WORK REQUIRED:
Reproduce all of the records below, substituting "occurrence" for every occurrence of "instance" and leaving all other text unchanged.
++++++
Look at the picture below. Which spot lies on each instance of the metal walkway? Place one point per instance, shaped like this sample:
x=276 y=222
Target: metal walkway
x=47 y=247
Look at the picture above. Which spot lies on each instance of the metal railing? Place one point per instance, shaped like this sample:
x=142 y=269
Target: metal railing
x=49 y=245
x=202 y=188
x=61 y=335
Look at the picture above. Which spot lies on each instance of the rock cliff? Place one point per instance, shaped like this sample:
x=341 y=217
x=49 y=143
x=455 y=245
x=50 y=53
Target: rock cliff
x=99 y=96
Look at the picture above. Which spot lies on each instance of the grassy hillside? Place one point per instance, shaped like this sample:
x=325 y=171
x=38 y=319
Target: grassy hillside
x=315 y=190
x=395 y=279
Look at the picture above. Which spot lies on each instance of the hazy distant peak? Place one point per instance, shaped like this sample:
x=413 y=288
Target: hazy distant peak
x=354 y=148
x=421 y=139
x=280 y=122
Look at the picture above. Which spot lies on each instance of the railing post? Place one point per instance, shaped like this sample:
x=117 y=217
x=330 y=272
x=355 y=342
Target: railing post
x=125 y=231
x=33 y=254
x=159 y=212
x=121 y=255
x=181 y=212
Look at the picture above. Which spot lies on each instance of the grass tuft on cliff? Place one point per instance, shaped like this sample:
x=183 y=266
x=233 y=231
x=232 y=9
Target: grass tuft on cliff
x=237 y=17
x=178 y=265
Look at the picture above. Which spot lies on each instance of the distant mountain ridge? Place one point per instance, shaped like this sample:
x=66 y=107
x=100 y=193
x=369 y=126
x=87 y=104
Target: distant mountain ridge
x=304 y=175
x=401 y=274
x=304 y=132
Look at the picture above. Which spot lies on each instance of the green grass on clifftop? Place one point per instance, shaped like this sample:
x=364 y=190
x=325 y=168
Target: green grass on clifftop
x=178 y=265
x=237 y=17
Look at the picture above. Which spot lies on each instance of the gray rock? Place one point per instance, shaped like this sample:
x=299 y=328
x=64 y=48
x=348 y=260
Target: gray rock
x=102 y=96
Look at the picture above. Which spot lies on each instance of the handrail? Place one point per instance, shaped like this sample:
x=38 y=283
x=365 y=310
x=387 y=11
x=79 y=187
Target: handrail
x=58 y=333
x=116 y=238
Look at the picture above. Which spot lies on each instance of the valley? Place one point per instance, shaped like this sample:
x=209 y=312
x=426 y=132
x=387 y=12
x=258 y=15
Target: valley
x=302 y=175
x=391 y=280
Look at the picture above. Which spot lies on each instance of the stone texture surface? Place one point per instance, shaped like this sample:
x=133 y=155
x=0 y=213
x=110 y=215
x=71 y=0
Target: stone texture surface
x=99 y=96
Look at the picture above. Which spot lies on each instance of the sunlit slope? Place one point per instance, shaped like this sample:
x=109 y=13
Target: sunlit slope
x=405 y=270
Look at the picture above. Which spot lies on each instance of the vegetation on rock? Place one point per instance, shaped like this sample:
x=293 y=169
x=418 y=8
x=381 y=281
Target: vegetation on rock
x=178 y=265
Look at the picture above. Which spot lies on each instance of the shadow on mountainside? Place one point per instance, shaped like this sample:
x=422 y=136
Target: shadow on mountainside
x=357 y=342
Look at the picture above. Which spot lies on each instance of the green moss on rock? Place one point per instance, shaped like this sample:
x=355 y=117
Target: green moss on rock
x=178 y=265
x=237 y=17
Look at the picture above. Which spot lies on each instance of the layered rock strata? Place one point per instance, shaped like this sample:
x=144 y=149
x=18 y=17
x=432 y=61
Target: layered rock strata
++++++
FINAL RESULT:
Look at the picture below. Which spot lies on each occurrence of the metal walkway? Place one point per occurrence, shaped like this sample:
x=276 y=222
Target: metal walkway
x=47 y=247
Look at the picture above. Which spot lies on each occurrence of the metal railing? Place one point per occurrence, shaped like this sample:
x=142 y=269
Target: metal railing
x=49 y=245
x=202 y=188
x=61 y=335
Look at the picture above. Which spot lies on each occurrence of the rock cliff? Place one point per occurrence, shaped like this sample:
x=341 y=217
x=49 y=143
x=455 y=245
x=50 y=53
Target: rock cliff
x=99 y=96
Look at the picture above. Which spot lies on each occurrence of the grassy hillside? Place one point per occurrence, shaped like this sample:
x=325 y=171
x=38 y=319
Target: grassy hillside
x=315 y=190
x=395 y=279
Look at the picture above. Which spot lies on each occurrence of the hazy distant peak? Place one point per occurrence, shaped like this sample:
x=413 y=288
Target: hazy distant peak
x=354 y=148
x=421 y=139
x=280 y=122
Look at the picture above. Which spot lies on each occurrence of the railing post? Place one point per occurrence, shaped like this sample:
x=117 y=217
x=330 y=272
x=355 y=342
Target: railing post
x=125 y=231
x=33 y=254
x=159 y=212
x=121 y=255
x=181 y=212
Look at the picture above. Which spot lies on each occurrence of the grass tuft on cliff? Place one point per occurrence, shaped like this sample:
x=183 y=266
x=233 y=231
x=232 y=9
Target: grass tuft on cliff
x=237 y=17
x=178 y=265
Look at the picture above. Which spot lies on each occurrence of the distant mountain ridge? Place one point per occurrence, shaped like this sample:
x=66 y=107
x=100 y=193
x=369 y=126
x=87 y=104
Target: distant mountain ridge
x=304 y=175
x=401 y=274
x=304 y=132
Look at the picture above. Which spot lies on each occurrence of the green grass on clifftop? Place one point per occurrence, shaped like this sample:
x=364 y=190
x=325 y=168
Target: green grass on clifftop
x=178 y=265
x=237 y=17
Look at the picture above. Which spot lies on each occurrence of the gray rock? Place one point per occurrence, shaped like this sample:
x=299 y=328
x=64 y=48
x=348 y=260
Target: gray rock
x=102 y=96
Look at the picture above. Which spot lies on each occurrence of the handrail? Place one point per occurrence, shaped like this sample:
x=38 y=283
x=365 y=310
x=387 y=11
x=79 y=187
Target: handrail
x=58 y=333
x=116 y=238
Look at the picture above. Which spot lies on each occurrence of the valley? Place one point per occurrence, shaped like this sample:
x=209 y=312
x=426 y=132
x=387 y=12
x=258 y=15
Target: valley
x=302 y=175
x=391 y=280
Look at the picture above. Which spot lies on each occurrence of the stone texture surface? Place one point per occurrence, shaped like this sample:
x=133 y=155
x=0 y=213
x=110 y=215
x=71 y=0
Target: stone texture surface
x=99 y=96
Look at the picture above. Which spot lies on each occurrence of the sunlit slope? Place one point per occurrence, shaped like this sample:
x=109 y=13
Target: sunlit slope
x=405 y=270
Look at the picture above. Which spot lies on each occurrence of the vegetation on rock? Place one point per occurrence, shaped like this sample:
x=293 y=169
x=418 y=8
x=381 y=281
Target: vegetation on rock
x=178 y=265
Look at the picture above. Which spot lies on each occurrence of the shadow on mountainside? Place one point per occurrence, shaped like this sample:
x=422 y=136
Target: shadow on mountainside
x=357 y=342
Look at the picture above. Which spot lies on each occurrence of the green moss on rock? Place one point per occurrence, shaped like this sample:
x=355 y=117
Target: green moss on rock
x=178 y=265
x=237 y=17
Look at the picture above. Which spot lies on each occurrence of the layered rock strata? Place one point per occurrence, shaped like this sample:
x=144 y=149
x=18 y=17
x=432 y=61
Target: layered rock strata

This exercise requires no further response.